TASK DESCRIPTION >>
Each line of the data below should be restated exactly, with images left out.

Stored entries >>
____________________

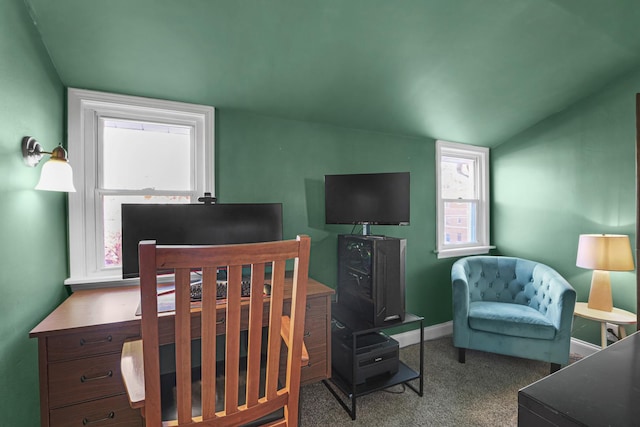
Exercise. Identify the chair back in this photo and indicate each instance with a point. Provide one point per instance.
(266, 262)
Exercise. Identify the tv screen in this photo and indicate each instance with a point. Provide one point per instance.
(372, 198)
(196, 224)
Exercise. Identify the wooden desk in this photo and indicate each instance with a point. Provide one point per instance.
(616, 316)
(79, 346)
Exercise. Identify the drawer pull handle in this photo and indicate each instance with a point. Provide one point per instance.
(85, 378)
(108, 339)
(86, 421)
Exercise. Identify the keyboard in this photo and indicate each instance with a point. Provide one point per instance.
(221, 291)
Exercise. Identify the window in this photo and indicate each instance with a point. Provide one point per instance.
(463, 199)
(126, 149)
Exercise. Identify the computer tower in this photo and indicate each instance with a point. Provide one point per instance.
(371, 277)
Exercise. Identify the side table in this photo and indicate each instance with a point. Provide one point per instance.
(405, 374)
(617, 316)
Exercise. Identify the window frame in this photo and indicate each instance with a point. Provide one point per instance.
(85, 110)
(481, 156)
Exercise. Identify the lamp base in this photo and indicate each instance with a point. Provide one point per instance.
(31, 151)
(600, 293)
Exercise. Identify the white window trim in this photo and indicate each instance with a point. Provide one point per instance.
(85, 108)
(445, 148)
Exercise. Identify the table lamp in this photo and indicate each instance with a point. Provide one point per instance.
(603, 253)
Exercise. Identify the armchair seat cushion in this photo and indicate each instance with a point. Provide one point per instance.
(510, 319)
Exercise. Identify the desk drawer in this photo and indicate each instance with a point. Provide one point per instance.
(90, 342)
(316, 369)
(84, 379)
(112, 411)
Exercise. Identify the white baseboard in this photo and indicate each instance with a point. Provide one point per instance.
(583, 348)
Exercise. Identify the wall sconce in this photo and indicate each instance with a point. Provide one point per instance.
(603, 253)
(56, 174)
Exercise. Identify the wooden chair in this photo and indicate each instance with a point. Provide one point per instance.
(140, 358)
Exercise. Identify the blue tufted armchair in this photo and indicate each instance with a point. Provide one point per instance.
(512, 306)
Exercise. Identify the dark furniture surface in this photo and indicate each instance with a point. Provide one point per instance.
(600, 390)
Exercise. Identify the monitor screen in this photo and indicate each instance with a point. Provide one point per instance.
(196, 224)
(375, 198)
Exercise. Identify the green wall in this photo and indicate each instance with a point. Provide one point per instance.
(33, 248)
(571, 174)
(265, 159)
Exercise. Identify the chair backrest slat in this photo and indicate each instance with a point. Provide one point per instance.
(275, 322)
(183, 343)
(209, 341)
(256, 312)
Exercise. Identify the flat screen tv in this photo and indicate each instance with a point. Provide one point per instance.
(196, 224)
(370, 198)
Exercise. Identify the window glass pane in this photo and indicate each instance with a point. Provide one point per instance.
(113, 222)
(460, 222)
(140, 155)
(457, 178)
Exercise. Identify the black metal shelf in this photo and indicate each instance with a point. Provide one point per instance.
(404, 375)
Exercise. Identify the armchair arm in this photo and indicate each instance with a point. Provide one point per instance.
(284, 333)
(132, 369)
(563, 297)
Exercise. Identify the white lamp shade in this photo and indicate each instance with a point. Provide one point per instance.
(56, 175)
(608, 252)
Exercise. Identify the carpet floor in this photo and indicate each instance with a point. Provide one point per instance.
(481, 392)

____________________

YOUR RESPONSE >>
Exercise. Identify the chair back in this photo and indicate each instance with a point. Provide one point per instance.
(266, 262)
Exercise. Identify the tv screen in this photo and indicate each instance with a point. Provide one point per instance.
(372, 198)
(196, 224)
Exercise. Identify the wooden desk in this photo and indicate each instance with a point. Provide one point per instance.
(616, 316)
(79, 346)
Exercise. Identify the drawer pull handle in this photo and indicate each instance with a point. Provide one point per instance.
(85, 378)
(108, 339)
(86, 421)
Exercise. Identify the keyboard in this photo and indicate each instance with a point. Provide one point per instance.
(221, 291)
Exercise. Identify the window in this photo and indicate each instance with a point. Provide one point per instance.
(463, 199)
(126, 149)
Exercise. Identify the computer tower in this photo and indicate each instance with a point. Provide one point per instance.
(371, 277)
Exercise. Identify the side table in this photo and indicate each instance with a point. Provide one point per instance.
(405, 374)
(617, 316)
Exercise. Identify the window frame in this photo and indicate each instance with a point. Provide one point per instance.
(85, 110)
(481, 156)
Exercise. Identify the lamp base in this photo and indicate each instance with a point. Provide one point per instance.
(31, 151)
(600, 293)
Exercise. Identify the white window trim in this photo and indicate each instance with a point. Provide one point per instance.
(85, 108)
(445, 148)
Exercise. Identify the table lamp in this photo and indicate each instance with a point. Provide one point per instance.
(603, 253)
Exercise. Identify the armchair seat cushion in this photo and indicate each instance with a point. Provide one point per instance.
(510, 319)
Exercise. Identify the desk drawer in this photo and indicate each instance with a point. Provide one point per instance.
(90, 342)
(316, 369)
(84, 379)
(112, 411)
Exercise. Identify the white baseboard in this photo and indicate each instance with a point. Provide one point per instance.
(583, 348)
Exercise. Identify the wall sconce in this photo and indicate each instance with a point. Provide one point per instance.
(603, 253)
(56, 174)
Exercise. Identify the wooden chair in this photo and indicate each instance with a point. Provide one point per instance.
(140, 358)
Exercise. Identify the blue tufted armchair in this photo and indicate each instance with a point. Provide one point per instance.
(512, 306)
Exercise. Identify the dark furniture surface in this photo and indicate each instance with a point. Provide one point per instance.
(600, 390)
Exercise. Identify the monitor screen in this photo and indicate each instance with a point. Provide one point per instance.
(196, 224)
(375, 198)
Exercise. Identify the green wall in this photo and indicate each instance with a point. Provide one point per instance.
(33, 248)
(571, 174)
(265, 159)
Exercise. Identify the chair backrest slat in this photo and indicate each instance with a point. Provide one point per instance.
(275, 322)
(183, 343)
(209, 341)
(256, 312)
Exercise. Identify the flat screen tv in this photo and indicate each instance with a point. Provide one point per instance.
(196, 224)
(370, 198)
Exercise. Identify the window glass pane in this photo and indicate each instance with a point. Provide one point per instance.
(113, 222)
(460, 222)
(140, 155)
(457, 178)
Exercise. Identify the black metal shelf in this photo and indicate each instance with a point. Provide one point per instance.
(404, 375)
Exercise. Identify the armchair arm in this photo and indicate each instance with a point. Provide one point per instance.
(284, 333)
(132, 369)
(563, 297)
Exercise. Identify the white lamp shade in this photo and indicate each instance with a point. Provide one point per instance.
(56, 175)
(608, 252)
Exercise. Identify the carpet floor in this photo and indicate each instance with a point. Provide one point per instance.
(481, 392)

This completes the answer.